■ PROVIDED TEXT
▶

This course explores the emotional impact of working with persons affected by hardship and trauma, helping participants recognize signs of vicarious trauma and develop strategies for resilience. Through guided reflection and practical tools, learners will deepen their self-awareness and strengthen their capacity to support others while maintaining personal well-being.
Welcome to Vicarious Trauma. Understanding signs, causes, and strategies to manage impact.
The following content may be distressing to some viewers. If you need to, please practice self-care. Step away and take a break. Breathe. Drink water.
In this course, we will define vicarious trauma, gain a basic understanding of the impact of trauma on our brain, understand the signs and causes of vicarious trauma, compassion fatigue, and burnout, define evidence-based strategies to manage or offset the impacts of vicarious trauma, trauma, and how it impacts our brain.
Let’s begin with what vicarious trauma is. As you may know, trauma results from an event, series of events, or set of circumstances that is experienced by an individual as harmful or threatening and that has lasting adverse effects on the individual’s functioning and well-being.
Vicarious trauma is a condition where individuals experience trauma symptoms as a result of indirect exposure to traumatic events, often through their work or interactions with trauma survivors. While not everyone who is indirectly exposed to trauma will experience vicarious trauma, repeated exposure to the trauma others have suffered increases the likelihood of vicarious trauma.
Whether having been traumatized firsthand or experiencing the effects of vicarious trauma from secondhand exposure, there are significant changes in the brain that trauma causes if left unchecked. Following a traumatic event, the brain begins to experience neurochemical changes, altering how it functions. One major change that occurs is increased cortisol, the hormone responsible for our feelings of stress. If cortisol remains elevated, it can lead to long-term health effects.
Another change that occurs is alteration in neurotransmitters such as serotonin and dopamine. As these neurotransmitters change in response to the trauma, it produces negative effects on mood, behavior, and sleep. As another result of the neurochemical changes, the brain itself undergoes physical changes to three key areas.

◀

Items from a data source
▶

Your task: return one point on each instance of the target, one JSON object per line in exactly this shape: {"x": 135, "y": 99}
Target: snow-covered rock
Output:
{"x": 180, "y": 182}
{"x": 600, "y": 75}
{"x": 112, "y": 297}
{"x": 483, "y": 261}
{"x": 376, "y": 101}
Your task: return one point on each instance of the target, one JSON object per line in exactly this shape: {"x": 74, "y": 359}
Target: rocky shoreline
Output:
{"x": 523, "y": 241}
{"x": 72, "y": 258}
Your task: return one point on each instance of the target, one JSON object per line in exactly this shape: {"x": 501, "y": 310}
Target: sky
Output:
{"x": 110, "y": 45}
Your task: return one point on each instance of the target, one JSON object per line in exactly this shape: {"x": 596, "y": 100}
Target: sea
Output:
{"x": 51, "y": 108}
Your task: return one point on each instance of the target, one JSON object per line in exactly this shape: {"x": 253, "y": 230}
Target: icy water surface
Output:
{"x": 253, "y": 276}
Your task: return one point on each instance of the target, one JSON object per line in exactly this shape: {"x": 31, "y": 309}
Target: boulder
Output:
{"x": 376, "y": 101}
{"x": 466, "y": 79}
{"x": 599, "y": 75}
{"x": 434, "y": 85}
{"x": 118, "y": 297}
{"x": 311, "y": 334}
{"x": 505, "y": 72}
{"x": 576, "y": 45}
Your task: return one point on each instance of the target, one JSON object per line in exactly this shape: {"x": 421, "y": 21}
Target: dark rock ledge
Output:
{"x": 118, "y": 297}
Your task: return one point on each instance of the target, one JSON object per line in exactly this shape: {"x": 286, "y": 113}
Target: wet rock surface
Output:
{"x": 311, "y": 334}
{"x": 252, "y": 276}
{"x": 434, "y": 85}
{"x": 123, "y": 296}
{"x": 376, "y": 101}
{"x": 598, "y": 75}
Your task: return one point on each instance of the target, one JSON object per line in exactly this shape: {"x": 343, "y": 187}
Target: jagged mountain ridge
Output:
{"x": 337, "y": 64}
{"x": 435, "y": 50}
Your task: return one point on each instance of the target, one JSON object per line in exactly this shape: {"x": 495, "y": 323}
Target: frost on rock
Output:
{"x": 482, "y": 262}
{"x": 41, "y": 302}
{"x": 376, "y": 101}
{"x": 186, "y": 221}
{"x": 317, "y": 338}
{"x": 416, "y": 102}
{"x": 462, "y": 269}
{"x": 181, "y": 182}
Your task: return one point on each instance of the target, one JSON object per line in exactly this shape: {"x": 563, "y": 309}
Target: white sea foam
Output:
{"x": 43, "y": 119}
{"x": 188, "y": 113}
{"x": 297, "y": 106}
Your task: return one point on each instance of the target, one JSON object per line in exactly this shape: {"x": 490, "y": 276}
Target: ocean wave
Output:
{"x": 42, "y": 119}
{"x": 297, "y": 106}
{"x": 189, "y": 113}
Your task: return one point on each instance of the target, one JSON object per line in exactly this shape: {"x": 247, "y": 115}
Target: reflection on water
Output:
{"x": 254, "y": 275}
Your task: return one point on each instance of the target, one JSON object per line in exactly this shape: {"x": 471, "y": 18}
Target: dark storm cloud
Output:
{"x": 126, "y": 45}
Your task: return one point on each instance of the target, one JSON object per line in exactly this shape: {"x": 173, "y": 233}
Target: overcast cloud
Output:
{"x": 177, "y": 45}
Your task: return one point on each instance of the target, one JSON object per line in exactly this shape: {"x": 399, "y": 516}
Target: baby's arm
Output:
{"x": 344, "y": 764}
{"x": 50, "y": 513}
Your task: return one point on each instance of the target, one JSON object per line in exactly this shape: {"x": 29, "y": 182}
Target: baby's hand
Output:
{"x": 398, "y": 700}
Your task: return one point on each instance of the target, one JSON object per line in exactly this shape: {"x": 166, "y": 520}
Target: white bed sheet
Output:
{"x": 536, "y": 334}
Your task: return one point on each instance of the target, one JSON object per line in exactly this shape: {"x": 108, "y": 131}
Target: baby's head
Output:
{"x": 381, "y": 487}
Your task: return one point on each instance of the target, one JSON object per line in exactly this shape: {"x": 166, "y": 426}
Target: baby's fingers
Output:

◀

■ PROBLEM TO SOLVE
Update the part of the vicarious trauma course text that opens with the words containing "Welcome to Vicarious" and closes with "Breathe. Drink water.", replacing "take a break" with "pause for a moment".

■ EXERCISE OUTPUT
Welcome to Vicarious Trauma. Understanding signs, causes, and strategies to manage impact.
The following content may be distressing to some viewers. If you need to, please practice self-care. Step away and pause for a moment. Breathe. Drink water.